# [YOUR TASK]
Swap "hole rule" for "fill rule" throughout the material below and give every line back with all else unchanged, omitting the pictures.

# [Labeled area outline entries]
------------

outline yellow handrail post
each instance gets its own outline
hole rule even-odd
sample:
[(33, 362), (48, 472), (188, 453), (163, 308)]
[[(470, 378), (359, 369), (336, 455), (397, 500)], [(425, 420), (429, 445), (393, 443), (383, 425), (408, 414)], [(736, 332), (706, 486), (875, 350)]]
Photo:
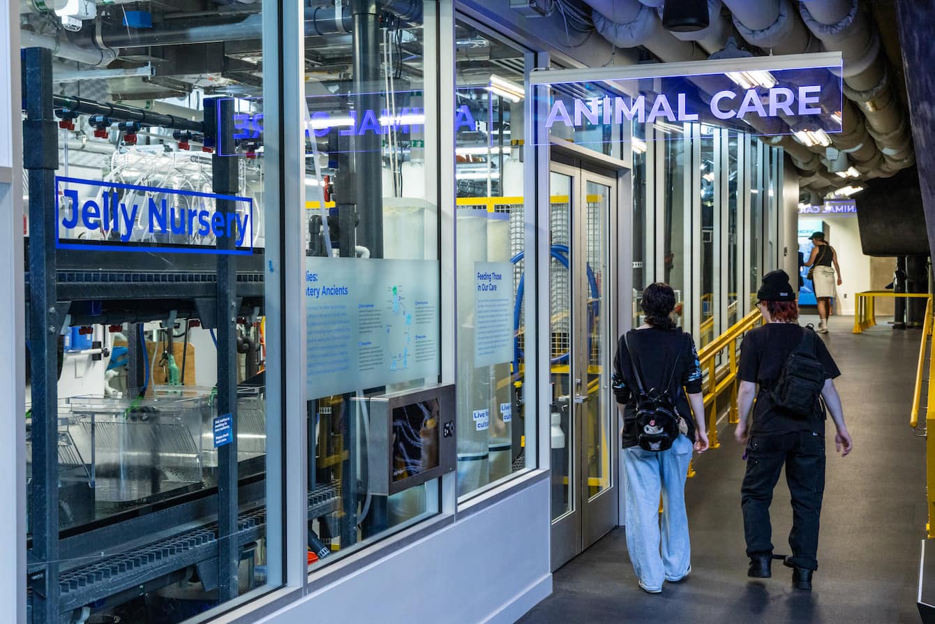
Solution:
[[(928, 393), (931, 396), (931, 392)], [(931, 401), (929, 400), (929, 403)], [(929, 412), (926, 414), (927, 431), (935, 431), (935, 414)], [(928, 499), (928, 525), (927, 530), (928, 538), (935, 538), (935, 435), (926, 436), (926, 498)]]
[(727, 422), (736, 425), (741, 422), (740, 412), (737, 409), (737, 339), (730, 341), (730, 375), (734, 381), (730, 384), (730, 412)]
[[(929, 297), (926, 303), (926, 317), (922, 324), (922, 343), (919, 345), (919, 361), (915, 368), (915, 389), (913, 392), (913, 411), (909, 414), (909, 426), (915, 428), (919, 424), (919, 407), (922, 404), (922, 375), (926, 367), (926, 347), (928, 344), (928, 337), (932, 333), (932, 297)], [(931, 375), (928, 377), (931, 383)], [(930, 398), (931, 392), (928, 393)], [(927, 403), (928, 405), (928, 403)]]
[(717, 366), (715, 354), (708, 364), (708, 389), (713, 395), (711, 402), (711, 415), (708, 419), (708, 443), (710, 448), (718, 448), (721, 443), (717, 441)]
[(854, 305), (854, 333), (855, 334), (859, 334), (859, 333), (863, 332), (863, 327), (860, 327), (862, 325), (862, 319), (861, 319), (860, 312), (863, 310), (863, 306), (864, 306), (864, 296), (863, 296), (862, 293), (857, 293), (857, 300), (855, 301), (855, 305)]

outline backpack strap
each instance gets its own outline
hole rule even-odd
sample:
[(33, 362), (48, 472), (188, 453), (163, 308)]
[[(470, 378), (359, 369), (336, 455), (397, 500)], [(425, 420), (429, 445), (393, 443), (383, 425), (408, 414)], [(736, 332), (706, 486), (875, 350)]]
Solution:
[(815, 343), (817, 340), (817, 334), (814, 330), (809, 327), (802, 327), (802, 340), (799, 341), (798, 346), (796, 347), (796, 353), (800, 353), (805, 356), (812, 356), (815, 359), (818, 359), (818, 345)]
[(637, 369), (637, 361), (633, 357), (633, 350), (630, 348), (630, 341), (626, 339), (627, 334), (629, 334), (629, 332), (626, 332), (624, 334), (624, 345), (626, 347), (626, 355), (630, 356), (630, 368), (633, 369), (633, 376), (637, 380), (637, 388), (640, 389), (640, 394), (644, 395), (646, 394), (646, 391), (643, 389), (642, 379), (640, 379), (640, 370)]
[[(637, 369), (637, 362), (636, 359), (634, 359), (633, 357), (633, 350), (630, 349), (630, 342), (628, 340), (626, 340), (626, 335), (629, 332), (624, 334), (624, 344), (626, 345), (626, 353), (630, 356), (630, 366), (633, 368), (633, 376), (636, 377), (637, 380), (637, 388), (639, 388), (640, 394), (644, 395), (646, 394), (646, 390), (645, 388), (643, 388), (642, 379), (640, 377), (640, 370)], [(683, 332), (683, 336), (684, 336), (684, 332)], [(672, 380), (675, 379), (675, 373), (679, 370), (679, 358), (681, 356), (682, 356), (682, 348), (680, 347), (679, 350), (675, 353), (675, 362), (672, 364), (672, 372), (669, 375), (669, 383), (666, 385), (666, 387), (662, 389), (663, 392), (668, 393), (669, 388), (671, 387)]]

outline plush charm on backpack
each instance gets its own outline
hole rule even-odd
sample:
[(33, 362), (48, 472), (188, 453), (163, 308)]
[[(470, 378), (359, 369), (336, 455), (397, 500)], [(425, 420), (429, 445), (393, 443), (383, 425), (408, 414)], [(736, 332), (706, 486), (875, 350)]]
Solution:
[(637, 443), (644, 451), (667, 451), (679, 437), (679, 415), (667, 393), (655, 388), (637, 396)]
[(640, 375), (640, 370), (637, 368), (637, 362), (633, 357), (633, 351), (630, 349), (630, 343), (626, 334), (624, 335), (624, 343), (630, 356), (630, 366), (633, 368), (633, 377), (636, 379), (639, 389), (636, 393), (637, 443), (644, 451), (668, 451), (681, 433), (679, 411), (668, 392), (668, 387), (671, 386), (672, 379), (675, 377), (675, 371), (678, 370), (681, 353), (675, 356), (667, 390), (659, 392), (655, 388), (651, 388), (649, 392), (646, 392), (643, 389), (642, 378)]

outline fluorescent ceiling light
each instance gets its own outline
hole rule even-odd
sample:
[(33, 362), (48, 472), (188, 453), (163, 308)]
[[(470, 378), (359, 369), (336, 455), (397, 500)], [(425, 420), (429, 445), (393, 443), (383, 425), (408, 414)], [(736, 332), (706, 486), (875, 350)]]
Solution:
[(391, 117), (389, 115), (380, 118), (381, 125), (424, 125), (425, 124), (425, 115), (421, 114), (409, 114), (409, 115), (396, 115), (396, 117)]
[(490, 93), (513, 103), (519, 102), (525, 97), (525, 90), (523, 88), (523, 85), (516, 84), (512, 80), (508, 80), (496, 74), (490, 75), (490, 83), (486, 89)]
[(465, 173), (454, 174), (455, 180), (487, 180), (487, 178), (490, 178), (491, 180), (499, 180), (500, 173), (498, 171), (491, 171), (490, 175), (487, 175), (486, 173), (475, 173), (468, 171)]
[(309, 127), (312, 130), (324, 130), (325, 128), (338, 128), (346, 125), (353, 125), (353, 120), (348, 117), (316, 117), (309, 123)]
[(814, 147), (815, 145), (827, 147), (831, 144), (831, 138), (820, 128), (818, 130), (797, 130), (793, 134), (798, 142), (805, 147)]
[[(508, 153), (510, 152), (510, 146), (503, 146), (503, 153)], [(486, 156), (488, 153), (500, 153), (499, 147), (484, 147), (482, 145), (477, 147), (459, 147), (454, 150), (454, 153), (459, 156)]]
[(682, 134), (684, 132), (684, 129), (681, 125), (675, 125), (674, 123), (668, 123), (666, 122), (656, 122), (655, 127), (665, 133), (678, 132), (679, 134)]
[(741, 89), (754, 89), (755, 87), (771, 89), (776, 86), (775, 77), (768, 71), (759, 69), (752, 71), (728, 71), (726, 75)]
[(864, 190), (863, 186), (843, 186), (838, 189), (837, 191), (832, 191), (831, 193), (828, 193), (827, 196), (833, 197), (835, 196), (838, 196), (843, 197), (850, 197), (852, 195), (856, 195), (857, 193), (860, 193), (863, 190)]

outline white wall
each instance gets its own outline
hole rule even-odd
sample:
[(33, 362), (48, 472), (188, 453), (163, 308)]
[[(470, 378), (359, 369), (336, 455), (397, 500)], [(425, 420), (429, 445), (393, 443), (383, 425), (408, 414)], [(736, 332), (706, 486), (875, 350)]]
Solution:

------------

# [ANSWER FOR THE TASK]
outline yellow handrail post
each instance gets its own outline
fill rule even-odd
sample:
[(33, 362), (48, 472), (188, 453), (163, 308)]
[[(470, 378), (359, 369), (336, 455), (397, 500)], [(425, 420), (429, 445), (393, 443), (383, 425), (408, 414)], [(736, 332), (706, 486), (875, 350)]]
Photo:
Solution:
[[(928, 393), (931, 396), (931, 392)], [(931, 401), (929, 400), (929, 403)], [(929, 412), (926, 414), (927, 431), (935, 431), (935, 414)], [(928, 499), (928, 525), (927, 530), (928, 538), (935, 538), (935, 435), (926, 436), (926, 498)]]
[(727, 422), (736, 425), (741, 422), (740, 412), (737, 409), (737, 339), (730, 341), (730, 375), (734, 381), (730, 384), (730, 412)]
[[(929, 297), (926, 303), (926, 317), (922, 324), (922, 343), (919, 345), (919, 361), (915, 368), (915, 389), (913, 392), (913, 411), (909, 414), (909, 426), (915, 428), (919, 424), (919, 407), (922, 404), (922, 375), (926, 367), (926, 347), (928, 344), (928, 337), (932, 333), (932, 297)], [(931, 375), (928, 377), (931, 383)], [(930, 398), (931, 392), (928, 393)], [(927, 403), (928, 405), (928, 403)]]
[(717, 366), (715, 354), (708, 364), (708, 389), (713, 395), (711, 402), (711, 415), (708, 419), (708, 443), (710, 448), (718, 448), (721, 443), (717, 441)]
[(854, 305), (854, 333), (855, 334), (859, 334), (859, 333), (863, 332), (863, 327), (860, 327), (862, 325), (862, 319), (861, 319), (860, 312), (863, 310), (863, 306), (864, 306), (864, 296), (863, 296), (862, 293), (857, 293), (857, 300), (855, 301), (855, 305)]

outline backpack strap
each instance gets its own outline
fill rule even-odd
sample:
[(33, 362), (48, 472), (188, 453), (163, 308)]
[[(470, 378), (359, 369), (336, 455), (397, 500)], [(425, 420), (429, 445), (393, 443), (383, 425), (408, 414)], [(736, 332), (706, 486), (875, 350)]]
Solution:
[(815, 343), (817, 340), (817, 334), (814, 330), (809, 327), (802, 327), (802, 340), (799, 341), (798, 346), (796, 347), (796, 353), (800, 353), (805, 356), (812, 356), (815, 359), (818, 359), (818, 345)]
[(637, 369), (637, 361), (633, 357), (633, 350), (630, 348), (630, 341), (626, 339), (627, 334), (629, 334), (629, 332), (626, 332), (624, 334), (624, 345), (626, 347), (626, 355), (630, 356), (630, 368), (633, 369), (633, 376), (637, 380), (637, 388), (640, 389), (640, 394), (644, 395), (646, 394), (646, 391), (643, 389), (642, 379), (640, 379), (640, 370)]
[[(637, 369), (637, 362), (636, 359), (634, 359), (633, 357), (633, 350), (630, 349), (630, 342), (628, 340), (626, 340), (626, 335), (629, 332), (624, 334), (624, 344), (626, 345), (626, 353), (630, 356), (630, 366), (633, 368), (633, 376), (636, 377), (637, 380), (637, 388), (639, 388), (640, 394), (644, 395), (646, 394), (646, 390), (645, 388), (643, 388), (642, 379), (640, 377), (640, 370)], [(683, 332), (683, 336), (684, 336), (684, 332)], [(672, 380), (675, 379), (675, 373), (679, 370), (679, 358), (681, 356), (682, 356), (682, 348), (680, 347), (679, 350), (675, 353), (675, 362), (672, 364), (672, 372), (669, 375), (669, 383), (666, 385), (666, 387), (662, 389), (663, 392), (668, 393), (669, 388), (671, 387)]]

outline plush charm on backpack
each instance gets its own outline
fill rule even-odd
sample:
[(33, 362), (48, 472), (188, 453), (163, 308)]
[[(470, 378), (359, 369), (336, 455), (397, 500)], [(425, 420), (429, 445), (393, 443), (383, 425), (408, 414)], [(736, 332), (706, 486), (875, 350)]]
Solution:
[(637, 443), (644, 451), (667, 451), (679, 437), (679, 415), (667, 393), (655, 388), (637, 396)]
[(640, 375), (640, 370), (637, 368), (637, 362), (633, 357), (633, 351), (630, 349), (630, 343), (626, 334), (624, 335), (624, 343), (630, 356), (630, 366), (633, 368), (633, 377), (636, 379), (639, 389), (636, 393), (637, 443), (644, 451), (668, 451), (681, 433), (679, 411), (668, 392), (668, 387), (671, 386), (672, 379), (675, 377), (675, 371), (678, 370), (681, 353), (675, 356), (667, 390), (659, 392), (655, 388), (651, 388), (649, 392), (646, 392), (643, 389), (642, 378)]

outline fluorescent ceiling light
each instance gets its own outline
fill rule even-odd
sample:
[(33, 362), (48, 472), (188, 453), (163, 308)]
[[(470, 378), (359, 369), (336, 455), (397, 500)], [(425, 420), (429, 445), (393, 443), (383, 425), (408, 414)], [(736, 332), (706, 486), (875, 350)]]
Solution:
[(391, 117), (389, 115), (380, 118), (381, 125), (424, 125), (425, 124), (425, 115), (421, 114), (409, 114), (409, 115), (396, 115), (396, 117)]
[(490, 93), (513, 103), (519, 102), (525, 97), (525, 90), (523, 88), (523, 85), (516, 84), (512, 80), (508, 80), (496, 74), (490, 75), (490, 83), (486, 89)]
[(465, 173), (454, 174), (455, 180), (487, 180), (487, 178), (490, 178), (491, 180), (499, 180), (500, 173), (498, 171), (491, 171), (490, 175), (487, 175), (486, 173), (475, 173), (468, 171)]
[(309, 127), (312, 130), (324, 130), (325, 128), (338, 128), (346, 125), (353, 125), (353, 120), (348, 117), (316, 117), (309, 123)]
[(814, 147), (815, 145), (827, 147), (831, 144), (831, 138), (820, 128), (818, 130), (797, 130), (793, 134), (798, 142), (805, 147)]
[[(508, 153), (510, 152), (510, 146), (503, 146), (503, 153)], [(486, 156), (488, 153), (500, 153), (499, 147), (484, 147), (482, 145), (477, 147), (459, 147), (454, 150), (454, 153), (459, 156)]]
[(682, 134), (684, 132), (684, 129), (681, 125), (675, 125), (674, 123), (668, 123), (666, 122), (656, 122), (655, 127), (665, 133), (678, 132), (679, 134)]
[(741, 89), (754, 89), (755, 87), (771, 89), (776, 86), (775, 77), (768, 71), (759, 69), (752, 71), (728, 71), (726, 75)]
[(864, 190), (863, 186), (843, 186), (838, 189), (837, 191), (832, 191), (831, 193), (828, 193), (827, 196), (833, 197), (835, 196), (838, 196), (843, 197), (850, 197), (852, 195), (856, 195), (857, 193), (860, 193), (863, 190)]

outline white wall
each instance gets its own outline
fill rule even-odd
sample:
[(33, 362), (48, 472), (188, 453), (163, 308)]
[[(470, 378), (359, 369), (336, 455), (397, 500)], [(425, 420), (429, 445), (393, 443), (383, 425), (408, 414)], [(736, 332), (706, 486), (875, 350)]]
Solution:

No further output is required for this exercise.